Directions: Every entry below is to be copied exactly, with nothing omitted.

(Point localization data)
● ● ● ● ●

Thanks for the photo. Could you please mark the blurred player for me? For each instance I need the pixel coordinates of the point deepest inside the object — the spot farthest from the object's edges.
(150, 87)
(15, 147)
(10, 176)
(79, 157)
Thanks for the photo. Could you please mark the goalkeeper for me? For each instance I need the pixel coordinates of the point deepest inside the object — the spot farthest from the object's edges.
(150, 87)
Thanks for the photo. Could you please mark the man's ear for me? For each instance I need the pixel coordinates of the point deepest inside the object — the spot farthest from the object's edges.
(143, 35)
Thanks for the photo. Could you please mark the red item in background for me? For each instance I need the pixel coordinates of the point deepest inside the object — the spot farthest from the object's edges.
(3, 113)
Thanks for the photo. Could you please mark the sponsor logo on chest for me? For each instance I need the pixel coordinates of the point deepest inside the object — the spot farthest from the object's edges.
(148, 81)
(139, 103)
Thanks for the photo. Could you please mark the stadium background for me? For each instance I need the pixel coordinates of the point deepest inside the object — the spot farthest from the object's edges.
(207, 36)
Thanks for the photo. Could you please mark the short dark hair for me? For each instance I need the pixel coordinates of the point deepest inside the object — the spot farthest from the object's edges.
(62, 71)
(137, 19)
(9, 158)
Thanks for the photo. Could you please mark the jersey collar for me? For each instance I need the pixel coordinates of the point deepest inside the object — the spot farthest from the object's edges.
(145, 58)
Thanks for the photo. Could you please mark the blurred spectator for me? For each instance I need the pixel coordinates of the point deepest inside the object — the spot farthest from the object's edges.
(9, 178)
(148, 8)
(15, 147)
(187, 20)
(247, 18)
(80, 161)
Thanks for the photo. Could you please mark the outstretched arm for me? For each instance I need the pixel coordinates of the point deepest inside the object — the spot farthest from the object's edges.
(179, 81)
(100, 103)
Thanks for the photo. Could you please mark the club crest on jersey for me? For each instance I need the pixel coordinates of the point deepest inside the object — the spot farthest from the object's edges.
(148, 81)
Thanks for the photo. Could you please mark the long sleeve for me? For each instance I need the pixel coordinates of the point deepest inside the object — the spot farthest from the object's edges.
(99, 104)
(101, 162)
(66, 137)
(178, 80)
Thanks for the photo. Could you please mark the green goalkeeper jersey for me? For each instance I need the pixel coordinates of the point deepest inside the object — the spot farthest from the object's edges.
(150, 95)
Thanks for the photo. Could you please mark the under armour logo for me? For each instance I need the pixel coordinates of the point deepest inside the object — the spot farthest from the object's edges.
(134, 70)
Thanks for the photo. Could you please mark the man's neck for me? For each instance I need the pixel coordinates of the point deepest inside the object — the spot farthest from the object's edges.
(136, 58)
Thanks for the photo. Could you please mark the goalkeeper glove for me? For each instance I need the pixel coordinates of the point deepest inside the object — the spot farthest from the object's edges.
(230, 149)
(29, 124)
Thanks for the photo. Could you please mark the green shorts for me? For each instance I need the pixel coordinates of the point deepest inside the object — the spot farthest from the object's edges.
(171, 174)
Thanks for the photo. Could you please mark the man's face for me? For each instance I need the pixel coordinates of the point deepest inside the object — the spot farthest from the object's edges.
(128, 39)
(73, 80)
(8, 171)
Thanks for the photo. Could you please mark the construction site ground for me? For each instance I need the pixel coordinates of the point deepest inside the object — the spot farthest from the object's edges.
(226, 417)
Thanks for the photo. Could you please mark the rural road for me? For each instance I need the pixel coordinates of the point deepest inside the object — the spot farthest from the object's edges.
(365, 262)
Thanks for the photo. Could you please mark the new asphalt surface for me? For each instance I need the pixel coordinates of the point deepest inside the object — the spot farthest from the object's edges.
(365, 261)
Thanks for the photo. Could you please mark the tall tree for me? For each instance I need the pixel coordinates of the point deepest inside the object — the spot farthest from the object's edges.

● ● ● ● ●

Task response:
Thanks for the photo. Could you please mark the blurred player for me? For each instance I need the pixel coordinates of the point deepest inside the object — the spot farthest from the object's edges.
(150, 87)
(15, 147)
(10, 176)
(79, 157)
Thanks for the photo. Could you please mark the goalkeeper for me? For each instance I need the pixel coordinates of the point deepest inside the object — the spot farthest from the object's edges.
(150, 87)
Thanks for the photo. Could you please mark the man's ear for me? For each instance I need the pixel coordinates of the point deepest inside the object — the spot farthest from the object's edges.
(143, 35)
Thanks for the photo. Could you please mark the red item in background for me? For each instance I need the pixel coordinates of the point deepest inside the object — the spot farthest from the object's edges.
(3, 113)
Thanks for the photo. Could you please mark the sponsor logo on chest for me? For each instance I need the pixel coordinates of the point deepest inside the object — the spot farthest from the object's edges.
(148, 81)
(139, 103)
Thanks for the photo. Could you please mark the stadium background for me? For each instance I need the pixel coordinates of the point deepest inside the object — the spot farthest from the object's edges.
(207, 36)
Thanks for the photo. Could you please mark the short dark hair for me? For each instance I need the pixel coordinates of the point deepest inside the object — the spot farthest from the object's edges.
(62, 71)
(137, 19)
(9, 158)
Thanks for the photo. Could you please mark the jersey collar for me? For each instance I need the pixel coordinates of the point deepest inside the object — the spot farthest from the object's edges.
(145, 58)
Thanks for the photo. Could you please mark the blurred spectator for me? For each instance I need the pixel coordinates of the point deepest inside the object — the spot farthest from the object's edges.
(9, 178)
(148, 8)
(15, 147)
(187, 20)
(247, 18)
(80, 161)
Thanks for the photo. Could you please mark the outstretched arm for me? For each instance I need the pixel coordinates of the point deepest inside the object — the spot farthest from the object's edges.
(179, 81)
(100, 103)
Thanks for the photo. Could you please mark the club crest on jersey for me? For each instance I need the pixel coordinates of the point deepest inside the object — the spot farthest from the object's edges.
(148, 81)
Thanks for the photo. Could you please mark the long sleeve for me? For each instance I need the pixel coordinates of the point deepest inside the object — the spot farthest from the object's edges.
(99, 104)
(101, 162)
(66, 137)
(178, 80)
Thanks for the photo. Could you please mark the green goalkeeper jersey for me? For each instance I need the pixel coordinates of the point deepest inside the object — the spot farthest from the object's edges.
(150, 95)
Thanks for the photo. Could you please mark the under armour logo for me? For each instance I need the pixel coordinates of the point deepest inside the object — the spot farthest from the object's edges.
(134, 70)
Thanks for the photo. Could you please mark the man's neck for me? For each instance I need the pixel coordinates of the point deepest inside the object — the spot farthest from the object's edges.
(136, 58)
Thanks for the photo. Could you please mark the goalkeeper glove for me? For each instance I need the pixel coordinates of the point deepest inside the object — the spot farthest from the object's edges.
(230, 149)
(29, 124)
Thanks for the photo. Could you please mark the green shorts for me? For each instance I need the pixel coordinates of the point deepest inside the object — the spot farthest from the object's edges.
(171, 174)
Thanks for the photo. Could you please mark the man's face for me? For each instance I need the pixel coordinates of the point deepest inside the object — the spot farthest from the object's edges.
(128, 39)
(73, 80)
(8, 171)
Thanks for the photo. Could you please mark the construction site ground for me? For each instance I need the pixel coordinates of the point deepest inside the object — the spot farthest from the object's edges.
(226, 417)
Thanks for the photo. Could you please mark the rural road for me? For each instance I need the pixel coordinates of the point deepest inside the object — the spot farthest from the object's edges.
(365, 262)
Thanks for the photo. Could you please mark the new asphalt surface for me? For each instance I need the pixel coordinates of the point deepest inside the object — the spot farthest from the object's edges.
(365, 261)
Thanks for the photo. Could you please mark the tall tree for me? For each instance I need the pixel coordinates of the point deepest inside the object — the spot farthest from the object's edges.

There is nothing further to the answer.